**Extract**
========
# Sheep Dairy



## OneFineAcre (Sep 26, 2016)

I came across this story on a sheep dairy in Alabama.
Thought you sheep folks might enjoy.

http://www.npr.org/sections/thesalt...of-sheep-farming-peek-inside-an-alabama-dairy


----------



## frustratedearthmother (Sep 26, 2016)

That's pretty cool!


----------



## NH homesteader (Sep 26, 2016)

That's really cool! I'm not a sheep person but it's still really awesome


----------



## norseofcourse (Sep 26, 2016)

Neat story, thanks!


----------



## Alexz7272 (Sep 26, 2016)

@NH homesteader You should become a sheep person


----------



## Baymule (Sep 26, 2016)

Makes me want sheep cheese and caramels!


----------



## Southern by choice (Sep 26, 2016)

Very Cool!


----------



## NH homesteader (Sep 27, 2016)

@Alexz7272 I'm actually debating Katahdin sheep...


----------



## Baymule (Sep 27, 2016)

NH homesteader said:


> @Alexz7272 I'm actually debating Katahdin sheep...


I have four Katahdin/Dorper cross ewes. The were bred to a Katahdin ram when I bought them, keeping two ewes to add to the flock this month. I now have a Dorper ram to breed my ewes to. We sold 2 1/2 lambs, we kept 1/2 a lamb for the freezer. Can't wait to try our own home grown lamb!


----------



## NH homesteader (Sep 27, 2016)

I'm going to be asking lots of questions about your sheep! My husband has even blessed this potential venture.  We've considered sheep before but wool is so...  Icky? Hair sheep are awesome!
========
**Items**
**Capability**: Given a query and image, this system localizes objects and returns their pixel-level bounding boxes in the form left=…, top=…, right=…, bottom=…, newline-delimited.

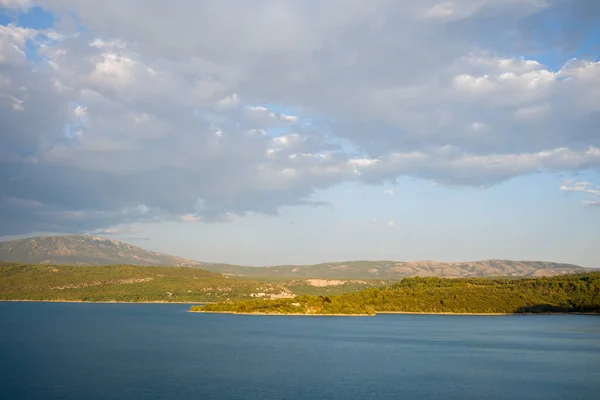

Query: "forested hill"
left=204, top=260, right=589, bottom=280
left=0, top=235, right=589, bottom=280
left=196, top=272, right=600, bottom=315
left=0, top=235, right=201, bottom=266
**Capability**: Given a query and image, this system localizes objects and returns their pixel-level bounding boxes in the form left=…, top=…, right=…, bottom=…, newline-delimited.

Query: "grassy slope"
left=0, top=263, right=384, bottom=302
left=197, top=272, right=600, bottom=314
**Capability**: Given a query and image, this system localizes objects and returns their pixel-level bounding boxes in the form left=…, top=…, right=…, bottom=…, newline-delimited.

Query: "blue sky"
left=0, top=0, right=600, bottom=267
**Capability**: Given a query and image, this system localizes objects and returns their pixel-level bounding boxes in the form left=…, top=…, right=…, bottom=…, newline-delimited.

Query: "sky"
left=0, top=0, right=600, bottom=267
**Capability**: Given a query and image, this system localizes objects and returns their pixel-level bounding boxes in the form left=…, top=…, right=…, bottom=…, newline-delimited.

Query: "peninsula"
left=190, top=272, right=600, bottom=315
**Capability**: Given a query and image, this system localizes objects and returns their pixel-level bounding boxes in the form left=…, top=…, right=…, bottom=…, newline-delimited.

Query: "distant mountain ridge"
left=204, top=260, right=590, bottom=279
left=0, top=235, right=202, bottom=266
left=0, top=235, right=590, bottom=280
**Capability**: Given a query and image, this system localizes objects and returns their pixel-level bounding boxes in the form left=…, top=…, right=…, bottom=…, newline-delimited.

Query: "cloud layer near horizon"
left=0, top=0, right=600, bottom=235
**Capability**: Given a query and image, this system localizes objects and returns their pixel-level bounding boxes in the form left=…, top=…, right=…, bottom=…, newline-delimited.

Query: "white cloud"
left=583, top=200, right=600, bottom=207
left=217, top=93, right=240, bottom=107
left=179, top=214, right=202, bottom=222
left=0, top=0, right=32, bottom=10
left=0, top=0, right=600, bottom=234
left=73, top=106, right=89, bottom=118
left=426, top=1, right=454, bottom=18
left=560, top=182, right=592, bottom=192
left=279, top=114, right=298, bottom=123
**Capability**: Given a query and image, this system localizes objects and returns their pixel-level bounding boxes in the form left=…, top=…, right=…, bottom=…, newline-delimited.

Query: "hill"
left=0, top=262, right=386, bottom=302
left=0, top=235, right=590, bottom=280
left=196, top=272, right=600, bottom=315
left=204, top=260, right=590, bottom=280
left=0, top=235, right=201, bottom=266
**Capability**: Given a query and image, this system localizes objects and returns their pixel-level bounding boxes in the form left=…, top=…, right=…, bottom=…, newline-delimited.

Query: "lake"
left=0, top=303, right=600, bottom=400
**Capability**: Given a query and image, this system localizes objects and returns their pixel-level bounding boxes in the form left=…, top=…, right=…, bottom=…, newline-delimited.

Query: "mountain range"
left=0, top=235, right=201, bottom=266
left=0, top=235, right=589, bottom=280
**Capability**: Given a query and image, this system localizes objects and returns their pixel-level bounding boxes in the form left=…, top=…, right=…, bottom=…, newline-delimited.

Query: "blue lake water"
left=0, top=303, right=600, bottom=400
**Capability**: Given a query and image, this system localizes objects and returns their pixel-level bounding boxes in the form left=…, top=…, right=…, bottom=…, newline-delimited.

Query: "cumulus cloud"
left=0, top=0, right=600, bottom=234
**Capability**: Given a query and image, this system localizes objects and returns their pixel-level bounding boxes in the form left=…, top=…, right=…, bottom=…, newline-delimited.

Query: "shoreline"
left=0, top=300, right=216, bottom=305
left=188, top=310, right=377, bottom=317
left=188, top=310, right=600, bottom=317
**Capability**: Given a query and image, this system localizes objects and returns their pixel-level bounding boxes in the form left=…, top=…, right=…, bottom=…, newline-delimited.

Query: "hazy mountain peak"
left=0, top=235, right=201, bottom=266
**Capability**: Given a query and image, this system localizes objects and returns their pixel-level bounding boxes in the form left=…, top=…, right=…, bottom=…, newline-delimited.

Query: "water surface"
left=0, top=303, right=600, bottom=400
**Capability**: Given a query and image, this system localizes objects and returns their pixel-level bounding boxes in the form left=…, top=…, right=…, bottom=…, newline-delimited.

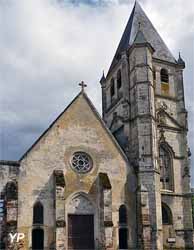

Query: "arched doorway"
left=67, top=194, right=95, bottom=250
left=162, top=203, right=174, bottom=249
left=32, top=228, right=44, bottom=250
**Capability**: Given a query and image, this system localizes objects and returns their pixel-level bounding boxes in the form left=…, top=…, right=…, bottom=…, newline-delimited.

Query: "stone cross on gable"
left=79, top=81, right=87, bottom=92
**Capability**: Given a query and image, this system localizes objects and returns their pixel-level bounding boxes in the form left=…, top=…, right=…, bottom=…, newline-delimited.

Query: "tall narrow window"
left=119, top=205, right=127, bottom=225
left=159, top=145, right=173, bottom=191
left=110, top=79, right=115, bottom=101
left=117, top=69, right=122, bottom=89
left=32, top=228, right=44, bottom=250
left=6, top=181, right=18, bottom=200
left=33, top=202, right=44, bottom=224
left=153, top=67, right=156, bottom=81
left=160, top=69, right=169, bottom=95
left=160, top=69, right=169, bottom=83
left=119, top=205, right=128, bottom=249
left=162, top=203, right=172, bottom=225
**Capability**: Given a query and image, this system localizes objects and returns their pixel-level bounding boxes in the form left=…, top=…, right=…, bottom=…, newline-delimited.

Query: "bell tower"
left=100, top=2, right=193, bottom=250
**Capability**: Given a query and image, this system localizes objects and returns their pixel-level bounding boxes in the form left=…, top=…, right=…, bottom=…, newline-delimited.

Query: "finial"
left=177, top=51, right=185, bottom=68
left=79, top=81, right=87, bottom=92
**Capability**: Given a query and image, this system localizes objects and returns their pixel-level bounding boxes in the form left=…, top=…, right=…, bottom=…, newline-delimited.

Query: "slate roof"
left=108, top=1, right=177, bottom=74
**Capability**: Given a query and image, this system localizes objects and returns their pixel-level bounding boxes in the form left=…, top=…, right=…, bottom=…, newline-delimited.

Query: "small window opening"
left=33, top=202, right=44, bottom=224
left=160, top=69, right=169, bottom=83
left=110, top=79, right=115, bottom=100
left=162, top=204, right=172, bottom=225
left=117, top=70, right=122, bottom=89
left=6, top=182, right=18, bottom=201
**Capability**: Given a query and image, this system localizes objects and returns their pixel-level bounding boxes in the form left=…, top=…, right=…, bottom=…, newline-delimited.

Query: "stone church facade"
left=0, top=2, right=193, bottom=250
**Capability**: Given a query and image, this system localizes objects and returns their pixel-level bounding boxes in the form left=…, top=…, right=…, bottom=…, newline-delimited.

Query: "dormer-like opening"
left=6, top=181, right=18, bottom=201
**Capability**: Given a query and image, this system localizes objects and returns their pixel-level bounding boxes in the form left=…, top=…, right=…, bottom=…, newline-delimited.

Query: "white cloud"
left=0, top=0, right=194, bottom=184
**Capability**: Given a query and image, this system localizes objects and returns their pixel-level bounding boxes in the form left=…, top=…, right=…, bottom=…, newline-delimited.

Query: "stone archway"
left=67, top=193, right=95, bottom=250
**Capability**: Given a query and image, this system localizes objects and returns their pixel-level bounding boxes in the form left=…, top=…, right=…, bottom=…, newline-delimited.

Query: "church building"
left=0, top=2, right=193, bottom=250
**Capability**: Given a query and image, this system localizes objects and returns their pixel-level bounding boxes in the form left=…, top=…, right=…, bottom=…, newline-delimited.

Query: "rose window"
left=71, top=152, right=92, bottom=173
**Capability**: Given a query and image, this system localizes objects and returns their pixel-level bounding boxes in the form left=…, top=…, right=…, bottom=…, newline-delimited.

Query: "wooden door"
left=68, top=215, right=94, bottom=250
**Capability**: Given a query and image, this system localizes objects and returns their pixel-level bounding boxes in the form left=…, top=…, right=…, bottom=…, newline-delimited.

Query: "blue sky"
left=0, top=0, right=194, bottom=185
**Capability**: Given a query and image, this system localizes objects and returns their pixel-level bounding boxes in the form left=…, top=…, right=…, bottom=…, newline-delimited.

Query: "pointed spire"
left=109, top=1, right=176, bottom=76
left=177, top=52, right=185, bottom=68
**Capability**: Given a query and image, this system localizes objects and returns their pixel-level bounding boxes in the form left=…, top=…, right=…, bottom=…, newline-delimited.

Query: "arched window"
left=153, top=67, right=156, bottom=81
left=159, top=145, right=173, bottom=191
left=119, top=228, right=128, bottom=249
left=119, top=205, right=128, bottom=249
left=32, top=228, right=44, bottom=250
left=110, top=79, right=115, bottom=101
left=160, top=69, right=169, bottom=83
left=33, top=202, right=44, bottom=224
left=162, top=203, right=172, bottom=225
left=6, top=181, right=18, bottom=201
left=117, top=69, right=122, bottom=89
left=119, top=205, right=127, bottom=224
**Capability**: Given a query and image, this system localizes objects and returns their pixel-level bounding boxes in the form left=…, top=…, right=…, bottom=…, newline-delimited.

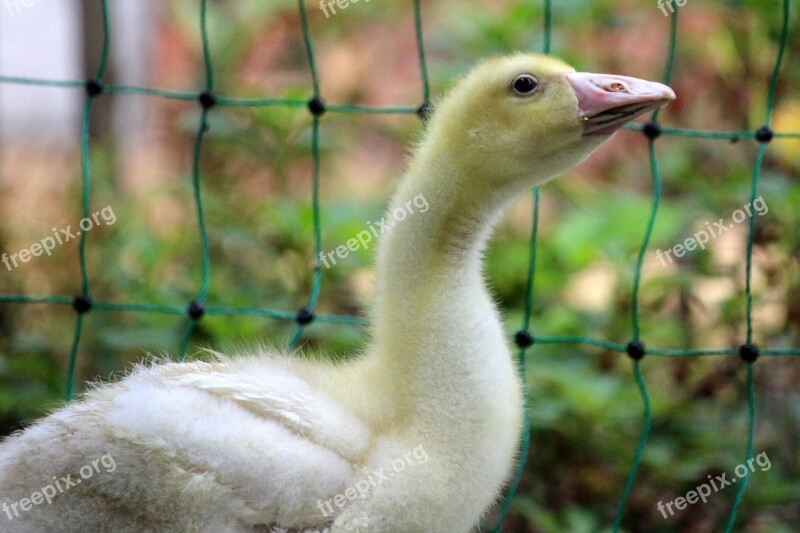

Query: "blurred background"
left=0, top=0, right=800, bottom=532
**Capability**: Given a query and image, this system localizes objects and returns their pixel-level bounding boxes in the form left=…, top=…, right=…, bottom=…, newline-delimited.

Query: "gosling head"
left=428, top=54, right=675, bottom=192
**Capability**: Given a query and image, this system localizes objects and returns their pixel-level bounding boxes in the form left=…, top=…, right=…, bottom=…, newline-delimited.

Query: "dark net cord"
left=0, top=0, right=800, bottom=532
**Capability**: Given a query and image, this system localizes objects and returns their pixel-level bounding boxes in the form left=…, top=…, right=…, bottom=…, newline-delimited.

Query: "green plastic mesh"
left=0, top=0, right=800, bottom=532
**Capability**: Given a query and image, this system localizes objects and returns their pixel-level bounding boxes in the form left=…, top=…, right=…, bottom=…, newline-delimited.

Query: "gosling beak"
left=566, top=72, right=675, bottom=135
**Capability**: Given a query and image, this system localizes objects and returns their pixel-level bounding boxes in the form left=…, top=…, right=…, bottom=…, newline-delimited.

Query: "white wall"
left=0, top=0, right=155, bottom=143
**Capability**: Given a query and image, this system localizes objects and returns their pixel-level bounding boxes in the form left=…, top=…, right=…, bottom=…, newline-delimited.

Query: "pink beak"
========
**Exercise requirements**
**1)** Answer these questions about the sheep dairy thread:
(a) In which state is the sheep dairy from the story OneFineAcre shared?
(b) Which sheep breed does NH homesteader say they are debating?
(c) What kind of ram does Baymule now have to breed the ewes to?
**2)** Write out the part of the sheep dairy thread starting at "Thought you sheep" and ending at "That's pretty cool!".
The entries above come from a separate source.

**Task results**
**1)**
(a) Alabama
(b) Katahdin
(c) A Dorper ram

**2)**
Thought you sheep folks might enjoy.

http://www.npr.org/sections/thesalt...of-sheep-farming-peek-inside-an-alabama-dairy


----------



## frustratedearthmother (Sep 26, 2016)

That's pretty cool!